Reading text:
The thing is, after a while of being in this relationship, I started to find myself feeling like a victim as well. This negative thought pattern is fairly contagious, especially if I’m continually the bad guy. In the end, I was operating on his level, I can point out a million ways in which he's hurt me and I’m here wondering "After all this, how can he still feel like the victim, surely I can make him see everything that he's done to me and he'll be remorseful and try to make it work!" At least, that's how I felt. And then I realized that I was the one who was doing this to myself because I kept coming back for more when it was clear he wasn't going to change. I need to get away. It's not going to help me to dwell on all the ways in which he has hurt me, it's not going to fix the relationship and I’m not going to get any sort of closure from it. I want to Let go of him and let go of his actions.

People will tell me he's bad to the bone and I should leave immediately, and my first impulse is to defend him: "he's not that bad. I mean, aside from the lying, cheating, manipulating, privacy invading, controlling, and junkyard dog meanness, he's really a sweet guy. He's misunderstood. Had a hard childhood. (These things I would repeatedly tell my family and little friends I had) And the idea of leaving him feels hard as hell, right? Like it will actually KILL me in a way, yes? Maybe not literally DIE, but the pain I anticipate is humongous, unbearable, not worth it – I’d wish I were dead.

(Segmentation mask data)
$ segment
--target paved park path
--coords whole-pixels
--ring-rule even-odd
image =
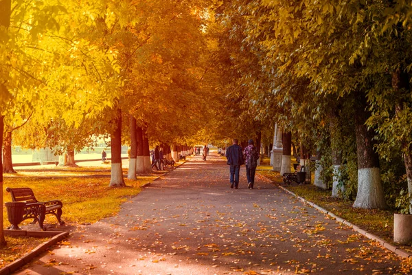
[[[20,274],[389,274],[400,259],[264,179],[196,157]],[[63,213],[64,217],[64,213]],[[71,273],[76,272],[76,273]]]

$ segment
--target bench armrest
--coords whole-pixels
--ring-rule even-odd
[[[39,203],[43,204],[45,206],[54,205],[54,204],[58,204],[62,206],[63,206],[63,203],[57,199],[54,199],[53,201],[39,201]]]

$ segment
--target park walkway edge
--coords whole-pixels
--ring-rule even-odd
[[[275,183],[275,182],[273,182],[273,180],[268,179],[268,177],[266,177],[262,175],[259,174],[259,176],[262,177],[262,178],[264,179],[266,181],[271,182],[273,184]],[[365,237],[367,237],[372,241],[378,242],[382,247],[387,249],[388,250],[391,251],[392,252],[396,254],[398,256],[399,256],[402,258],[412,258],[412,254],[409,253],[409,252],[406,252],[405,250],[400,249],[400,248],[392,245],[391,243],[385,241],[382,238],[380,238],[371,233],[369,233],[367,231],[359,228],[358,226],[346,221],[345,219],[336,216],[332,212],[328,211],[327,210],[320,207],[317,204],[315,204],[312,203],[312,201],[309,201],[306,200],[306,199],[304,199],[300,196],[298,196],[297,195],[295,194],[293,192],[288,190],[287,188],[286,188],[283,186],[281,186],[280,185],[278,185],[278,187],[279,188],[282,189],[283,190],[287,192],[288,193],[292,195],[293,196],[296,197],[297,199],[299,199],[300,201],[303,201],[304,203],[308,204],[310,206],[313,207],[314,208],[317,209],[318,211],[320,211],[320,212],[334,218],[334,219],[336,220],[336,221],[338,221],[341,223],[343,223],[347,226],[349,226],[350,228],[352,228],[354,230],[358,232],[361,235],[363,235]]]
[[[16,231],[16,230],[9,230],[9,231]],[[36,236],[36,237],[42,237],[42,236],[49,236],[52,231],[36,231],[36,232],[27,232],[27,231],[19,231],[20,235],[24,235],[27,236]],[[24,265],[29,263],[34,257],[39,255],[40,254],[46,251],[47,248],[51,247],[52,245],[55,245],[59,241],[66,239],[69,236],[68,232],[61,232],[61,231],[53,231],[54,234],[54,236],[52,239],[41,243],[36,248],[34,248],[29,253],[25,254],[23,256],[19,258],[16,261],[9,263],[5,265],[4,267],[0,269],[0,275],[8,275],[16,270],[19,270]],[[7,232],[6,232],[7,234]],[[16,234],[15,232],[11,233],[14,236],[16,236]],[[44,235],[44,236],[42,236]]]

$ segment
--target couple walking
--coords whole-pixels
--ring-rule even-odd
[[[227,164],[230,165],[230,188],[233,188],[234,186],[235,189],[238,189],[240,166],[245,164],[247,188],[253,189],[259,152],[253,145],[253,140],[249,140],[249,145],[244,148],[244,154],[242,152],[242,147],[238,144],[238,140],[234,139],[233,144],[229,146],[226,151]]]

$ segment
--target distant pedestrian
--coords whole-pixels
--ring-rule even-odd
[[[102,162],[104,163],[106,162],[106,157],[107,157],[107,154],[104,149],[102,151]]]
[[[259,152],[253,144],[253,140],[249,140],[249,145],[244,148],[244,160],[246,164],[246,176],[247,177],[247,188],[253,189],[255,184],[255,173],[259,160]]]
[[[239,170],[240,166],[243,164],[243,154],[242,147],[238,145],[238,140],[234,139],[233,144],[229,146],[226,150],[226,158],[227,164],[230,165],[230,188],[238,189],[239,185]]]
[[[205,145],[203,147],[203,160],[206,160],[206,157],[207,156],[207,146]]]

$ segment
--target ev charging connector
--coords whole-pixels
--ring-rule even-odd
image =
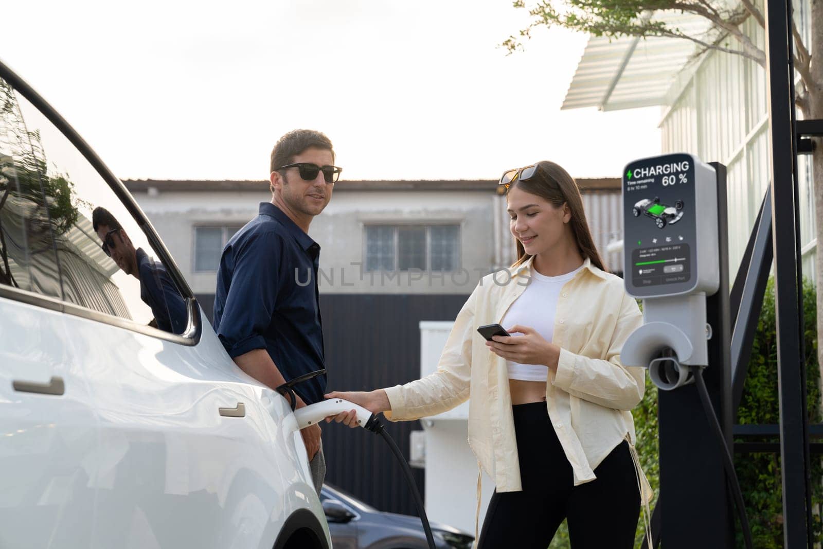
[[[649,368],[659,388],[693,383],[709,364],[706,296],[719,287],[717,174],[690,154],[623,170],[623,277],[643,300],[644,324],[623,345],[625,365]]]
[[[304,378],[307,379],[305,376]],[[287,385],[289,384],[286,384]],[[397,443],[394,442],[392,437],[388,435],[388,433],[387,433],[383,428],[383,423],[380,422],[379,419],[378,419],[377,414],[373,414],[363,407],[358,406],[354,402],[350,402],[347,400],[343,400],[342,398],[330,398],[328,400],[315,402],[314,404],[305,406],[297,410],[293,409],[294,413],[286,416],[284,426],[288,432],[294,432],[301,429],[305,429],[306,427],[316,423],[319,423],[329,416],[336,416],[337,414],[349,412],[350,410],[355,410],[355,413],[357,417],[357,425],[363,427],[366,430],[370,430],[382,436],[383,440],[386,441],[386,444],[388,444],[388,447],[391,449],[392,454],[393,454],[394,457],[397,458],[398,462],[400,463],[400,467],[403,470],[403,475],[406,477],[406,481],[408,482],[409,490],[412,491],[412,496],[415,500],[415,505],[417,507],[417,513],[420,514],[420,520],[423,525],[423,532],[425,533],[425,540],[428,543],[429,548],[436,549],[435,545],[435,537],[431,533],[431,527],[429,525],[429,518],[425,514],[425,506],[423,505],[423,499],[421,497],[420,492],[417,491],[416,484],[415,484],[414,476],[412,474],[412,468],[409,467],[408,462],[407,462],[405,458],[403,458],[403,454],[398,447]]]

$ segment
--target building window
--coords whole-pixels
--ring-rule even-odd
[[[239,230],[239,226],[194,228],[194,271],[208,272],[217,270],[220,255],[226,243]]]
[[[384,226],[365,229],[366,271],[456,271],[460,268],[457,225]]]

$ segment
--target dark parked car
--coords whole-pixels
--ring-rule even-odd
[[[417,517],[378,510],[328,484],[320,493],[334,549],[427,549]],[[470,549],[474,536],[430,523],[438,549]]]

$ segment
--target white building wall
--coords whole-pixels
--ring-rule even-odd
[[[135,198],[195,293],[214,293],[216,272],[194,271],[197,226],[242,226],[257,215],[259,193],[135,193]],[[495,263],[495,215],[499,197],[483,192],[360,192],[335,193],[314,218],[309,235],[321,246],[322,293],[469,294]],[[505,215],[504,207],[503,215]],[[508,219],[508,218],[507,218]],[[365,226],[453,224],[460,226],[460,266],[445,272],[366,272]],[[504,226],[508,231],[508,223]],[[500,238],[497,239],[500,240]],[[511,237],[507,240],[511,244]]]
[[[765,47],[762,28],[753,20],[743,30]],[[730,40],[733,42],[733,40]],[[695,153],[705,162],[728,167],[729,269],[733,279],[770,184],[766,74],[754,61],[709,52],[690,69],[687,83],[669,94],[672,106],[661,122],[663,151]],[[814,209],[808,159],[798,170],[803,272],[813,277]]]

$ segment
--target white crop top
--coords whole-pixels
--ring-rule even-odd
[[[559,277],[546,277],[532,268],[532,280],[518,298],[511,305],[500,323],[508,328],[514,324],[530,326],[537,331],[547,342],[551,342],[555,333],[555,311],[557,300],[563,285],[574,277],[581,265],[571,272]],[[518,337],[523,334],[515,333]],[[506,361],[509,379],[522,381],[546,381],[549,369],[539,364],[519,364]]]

* * *

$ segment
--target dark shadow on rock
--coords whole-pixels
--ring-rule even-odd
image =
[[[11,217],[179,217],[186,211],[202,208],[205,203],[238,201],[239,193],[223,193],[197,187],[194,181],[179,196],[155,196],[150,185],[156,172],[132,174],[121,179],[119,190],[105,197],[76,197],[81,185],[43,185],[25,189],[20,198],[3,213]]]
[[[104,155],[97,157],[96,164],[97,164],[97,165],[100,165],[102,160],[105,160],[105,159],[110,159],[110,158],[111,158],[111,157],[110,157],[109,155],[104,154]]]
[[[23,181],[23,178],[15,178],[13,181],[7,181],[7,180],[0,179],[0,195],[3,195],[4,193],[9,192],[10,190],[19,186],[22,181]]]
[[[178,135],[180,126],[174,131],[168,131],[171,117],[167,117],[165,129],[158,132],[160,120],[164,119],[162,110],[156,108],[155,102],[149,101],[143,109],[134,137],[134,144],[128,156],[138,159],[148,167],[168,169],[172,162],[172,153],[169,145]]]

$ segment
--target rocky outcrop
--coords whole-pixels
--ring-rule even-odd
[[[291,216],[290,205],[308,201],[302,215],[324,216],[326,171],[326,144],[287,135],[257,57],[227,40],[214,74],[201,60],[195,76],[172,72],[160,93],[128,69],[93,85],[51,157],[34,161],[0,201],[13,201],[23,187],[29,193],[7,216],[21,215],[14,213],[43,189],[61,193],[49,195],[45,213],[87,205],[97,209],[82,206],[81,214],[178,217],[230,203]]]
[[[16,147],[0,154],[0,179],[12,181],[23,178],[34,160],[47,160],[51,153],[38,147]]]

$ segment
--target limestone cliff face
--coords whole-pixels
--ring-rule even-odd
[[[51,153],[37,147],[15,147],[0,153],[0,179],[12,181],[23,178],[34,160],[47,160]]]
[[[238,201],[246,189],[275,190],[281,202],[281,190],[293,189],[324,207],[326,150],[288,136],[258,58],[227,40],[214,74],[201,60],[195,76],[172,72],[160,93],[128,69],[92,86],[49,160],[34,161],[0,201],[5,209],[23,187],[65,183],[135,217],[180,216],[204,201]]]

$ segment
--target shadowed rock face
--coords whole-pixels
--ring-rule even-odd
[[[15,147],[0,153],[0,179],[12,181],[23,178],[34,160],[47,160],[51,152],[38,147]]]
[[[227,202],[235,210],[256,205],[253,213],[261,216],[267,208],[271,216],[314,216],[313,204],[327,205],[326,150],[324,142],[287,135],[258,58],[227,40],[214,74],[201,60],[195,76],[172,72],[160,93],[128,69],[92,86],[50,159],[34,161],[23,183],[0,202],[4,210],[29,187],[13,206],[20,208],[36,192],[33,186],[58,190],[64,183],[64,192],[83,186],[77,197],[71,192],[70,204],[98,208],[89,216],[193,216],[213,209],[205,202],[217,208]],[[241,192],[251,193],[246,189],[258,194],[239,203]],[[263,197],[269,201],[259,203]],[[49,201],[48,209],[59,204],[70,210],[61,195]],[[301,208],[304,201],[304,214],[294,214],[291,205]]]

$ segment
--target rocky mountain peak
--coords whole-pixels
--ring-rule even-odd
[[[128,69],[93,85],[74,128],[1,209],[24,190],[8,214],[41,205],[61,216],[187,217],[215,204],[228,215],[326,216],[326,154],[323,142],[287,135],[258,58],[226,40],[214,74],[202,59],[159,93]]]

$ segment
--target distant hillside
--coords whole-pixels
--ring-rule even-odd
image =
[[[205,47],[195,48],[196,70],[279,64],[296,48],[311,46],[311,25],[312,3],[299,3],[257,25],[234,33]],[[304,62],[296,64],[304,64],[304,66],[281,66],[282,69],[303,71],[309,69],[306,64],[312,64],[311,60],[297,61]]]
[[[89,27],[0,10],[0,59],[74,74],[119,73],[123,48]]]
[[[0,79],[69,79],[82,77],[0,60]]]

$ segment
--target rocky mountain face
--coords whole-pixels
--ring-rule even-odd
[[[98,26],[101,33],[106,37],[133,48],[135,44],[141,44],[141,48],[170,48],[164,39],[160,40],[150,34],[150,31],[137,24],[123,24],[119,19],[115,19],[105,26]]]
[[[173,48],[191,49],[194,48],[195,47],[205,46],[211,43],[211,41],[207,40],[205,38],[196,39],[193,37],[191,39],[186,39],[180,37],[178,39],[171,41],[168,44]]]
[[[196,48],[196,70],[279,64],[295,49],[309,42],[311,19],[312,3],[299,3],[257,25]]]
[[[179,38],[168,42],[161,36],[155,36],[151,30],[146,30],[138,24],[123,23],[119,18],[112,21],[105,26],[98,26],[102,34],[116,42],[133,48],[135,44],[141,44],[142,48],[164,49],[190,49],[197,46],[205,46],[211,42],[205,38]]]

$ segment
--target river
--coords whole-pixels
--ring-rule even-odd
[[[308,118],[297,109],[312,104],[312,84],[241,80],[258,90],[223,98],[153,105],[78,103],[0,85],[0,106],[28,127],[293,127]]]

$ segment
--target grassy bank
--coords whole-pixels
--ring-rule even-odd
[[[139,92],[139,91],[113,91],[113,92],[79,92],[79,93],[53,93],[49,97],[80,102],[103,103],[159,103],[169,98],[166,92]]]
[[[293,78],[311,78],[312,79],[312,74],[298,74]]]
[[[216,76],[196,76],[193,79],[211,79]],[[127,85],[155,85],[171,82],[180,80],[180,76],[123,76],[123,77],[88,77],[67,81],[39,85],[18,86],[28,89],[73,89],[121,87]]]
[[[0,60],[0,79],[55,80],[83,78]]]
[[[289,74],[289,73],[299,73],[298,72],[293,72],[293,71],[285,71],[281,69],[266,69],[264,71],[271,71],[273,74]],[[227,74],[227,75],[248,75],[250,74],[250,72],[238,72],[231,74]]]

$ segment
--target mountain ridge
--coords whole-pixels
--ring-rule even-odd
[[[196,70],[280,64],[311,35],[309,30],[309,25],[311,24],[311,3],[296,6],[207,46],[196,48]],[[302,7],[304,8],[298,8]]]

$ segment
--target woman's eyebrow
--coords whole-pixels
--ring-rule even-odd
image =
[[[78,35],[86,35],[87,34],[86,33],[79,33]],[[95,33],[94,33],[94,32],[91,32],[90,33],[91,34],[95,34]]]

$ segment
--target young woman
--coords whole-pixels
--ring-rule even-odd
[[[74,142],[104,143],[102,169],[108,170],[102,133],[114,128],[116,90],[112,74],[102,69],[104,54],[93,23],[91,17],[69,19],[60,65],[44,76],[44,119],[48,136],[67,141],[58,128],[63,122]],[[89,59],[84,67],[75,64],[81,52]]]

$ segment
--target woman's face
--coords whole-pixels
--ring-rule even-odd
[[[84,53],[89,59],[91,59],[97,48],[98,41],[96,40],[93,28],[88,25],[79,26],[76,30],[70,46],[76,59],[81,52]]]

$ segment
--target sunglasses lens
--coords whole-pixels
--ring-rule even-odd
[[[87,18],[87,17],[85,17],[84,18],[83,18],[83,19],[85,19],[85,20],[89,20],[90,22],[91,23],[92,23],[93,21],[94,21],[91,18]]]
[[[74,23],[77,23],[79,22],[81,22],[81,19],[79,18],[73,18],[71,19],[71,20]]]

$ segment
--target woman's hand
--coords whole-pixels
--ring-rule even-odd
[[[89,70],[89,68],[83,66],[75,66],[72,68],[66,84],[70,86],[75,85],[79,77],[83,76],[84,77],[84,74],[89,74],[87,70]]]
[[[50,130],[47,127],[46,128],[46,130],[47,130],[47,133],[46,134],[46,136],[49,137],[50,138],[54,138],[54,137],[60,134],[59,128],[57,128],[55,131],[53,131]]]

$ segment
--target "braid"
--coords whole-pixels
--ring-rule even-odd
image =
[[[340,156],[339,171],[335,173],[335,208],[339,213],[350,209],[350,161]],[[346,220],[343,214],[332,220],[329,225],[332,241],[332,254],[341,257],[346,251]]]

Activity A:
In the passage about leaving a hurtful relationship, what did the writer realize they had been doing to themselves?
Activity B:
Write the next part of the passage about leaving a hurtful relationship, picking up after its final sentence.
The rows above come from a different source than the passage about leaving a hurtful relationship.

Answer area A:
The writer kept coming back for more when it was clear he wasn't going to change.

Answer area B:
The less esteem I will have for myself if I continue this madness and the more I will believe I DESERVE to be treated badly. I can do it now, and it will be hard; or I can do it later, and it will be harder. It's that old Band-Aid analogy. Rip it off, cut all contact, and it's going to hurt like a son-of-a-bitch, or pull slowly away at the edges, ease it off, and the pain feels a bit less intense but lasts a lot longer. Or maybe just wait for that one, unequivocal sign that it's time to leave, like he breaks your jaw or has sex with my dog – I fear the sign never comes, because my tolerance just grows the longer I stay. He knows exactly how far he can go each time, and exactly how to manipulate into feeling pity or defensive or weak so that I’ll stay -- just like he did with that whole "I was gonna tell you, but wanted to wait until you were too in love to leave." I am not powerless! I AM infinite power, joy, beauty and abundance. I used to think "Being with him is better than nothing." But the real truth is: NOTHING is better than being with him."

Unknown said...

I have something praiseworthy. I was thinking my God, how do I do all this stuff you are telling me. Not so hard, I babystepped into it last night.

I met up with someone from my past who started to talk to me about stuff about my past and family, asking questions. She was nosy. I am working at the food bank and she is a client. I very kindly told her that we are to get on with what we are doing.

This was very public, the ladies I work with don't know anything about where I came from and I would like to keep it that way. My crazy mother's favorite tactic was public shame.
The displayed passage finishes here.